*** Data under study ***

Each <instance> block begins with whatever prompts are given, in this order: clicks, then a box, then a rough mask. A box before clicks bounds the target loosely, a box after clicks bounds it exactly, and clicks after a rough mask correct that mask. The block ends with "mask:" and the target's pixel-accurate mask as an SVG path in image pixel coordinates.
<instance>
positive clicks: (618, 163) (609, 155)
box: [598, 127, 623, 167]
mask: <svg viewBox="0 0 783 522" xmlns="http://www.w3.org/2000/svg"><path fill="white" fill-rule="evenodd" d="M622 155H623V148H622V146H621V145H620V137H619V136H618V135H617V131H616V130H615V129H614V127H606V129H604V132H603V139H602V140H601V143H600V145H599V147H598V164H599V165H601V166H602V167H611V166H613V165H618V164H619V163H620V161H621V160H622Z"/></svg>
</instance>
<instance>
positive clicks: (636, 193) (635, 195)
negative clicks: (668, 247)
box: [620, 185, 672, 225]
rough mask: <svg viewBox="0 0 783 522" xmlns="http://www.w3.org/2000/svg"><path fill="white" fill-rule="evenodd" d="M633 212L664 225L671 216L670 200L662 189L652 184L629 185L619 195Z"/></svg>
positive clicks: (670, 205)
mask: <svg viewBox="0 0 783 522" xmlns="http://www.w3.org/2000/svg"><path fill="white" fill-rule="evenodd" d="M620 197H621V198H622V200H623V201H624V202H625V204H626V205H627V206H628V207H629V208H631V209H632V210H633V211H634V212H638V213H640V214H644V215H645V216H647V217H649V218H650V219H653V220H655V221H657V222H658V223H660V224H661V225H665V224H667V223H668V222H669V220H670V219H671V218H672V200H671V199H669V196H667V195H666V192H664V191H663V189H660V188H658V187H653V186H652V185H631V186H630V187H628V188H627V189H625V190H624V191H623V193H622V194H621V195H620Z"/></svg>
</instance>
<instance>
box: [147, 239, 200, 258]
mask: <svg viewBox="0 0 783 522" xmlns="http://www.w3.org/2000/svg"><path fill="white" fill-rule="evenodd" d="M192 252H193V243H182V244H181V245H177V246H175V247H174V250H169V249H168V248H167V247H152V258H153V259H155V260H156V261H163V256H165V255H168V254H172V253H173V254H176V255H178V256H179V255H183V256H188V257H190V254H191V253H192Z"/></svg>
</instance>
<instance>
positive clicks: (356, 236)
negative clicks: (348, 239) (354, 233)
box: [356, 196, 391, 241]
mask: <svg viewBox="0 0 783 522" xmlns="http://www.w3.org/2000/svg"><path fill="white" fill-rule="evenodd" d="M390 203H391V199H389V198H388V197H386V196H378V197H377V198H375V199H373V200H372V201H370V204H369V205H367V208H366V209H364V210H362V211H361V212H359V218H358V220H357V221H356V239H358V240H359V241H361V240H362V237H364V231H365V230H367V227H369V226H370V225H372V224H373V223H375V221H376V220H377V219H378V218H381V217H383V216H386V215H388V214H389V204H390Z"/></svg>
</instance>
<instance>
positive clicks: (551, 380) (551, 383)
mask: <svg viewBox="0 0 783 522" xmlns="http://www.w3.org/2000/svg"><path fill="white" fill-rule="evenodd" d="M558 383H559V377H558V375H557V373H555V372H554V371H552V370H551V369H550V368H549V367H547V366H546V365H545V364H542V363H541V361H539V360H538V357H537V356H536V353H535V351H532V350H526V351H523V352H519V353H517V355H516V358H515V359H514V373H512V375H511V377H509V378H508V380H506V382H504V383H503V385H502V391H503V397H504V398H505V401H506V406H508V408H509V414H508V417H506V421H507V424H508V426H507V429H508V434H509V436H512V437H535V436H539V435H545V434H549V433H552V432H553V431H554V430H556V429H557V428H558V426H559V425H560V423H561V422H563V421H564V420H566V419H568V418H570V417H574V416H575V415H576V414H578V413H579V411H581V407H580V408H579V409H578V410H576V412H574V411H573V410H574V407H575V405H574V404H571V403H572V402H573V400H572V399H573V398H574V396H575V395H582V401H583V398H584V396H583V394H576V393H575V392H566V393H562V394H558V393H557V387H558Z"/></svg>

***

=== Required work ===
Set down only the lines above that fall between the line holding "negative clicks: (668, 247)" and the line holding "rough mask: <svg", inclusive, keeping each exact.

=== Solution to the problem ===
negative clicks: (668, 247)
box: [620, 185, 672, 225]
rough mask: <svg viewBox="0 0 783 522" xmlns="http://www.w3.org/2000/svg"><path fill="white" fill-rule="evenodd" d="M633 212L664 225L671 216L670 200L662 189L652 184L629 185L619 195Z"/></svg>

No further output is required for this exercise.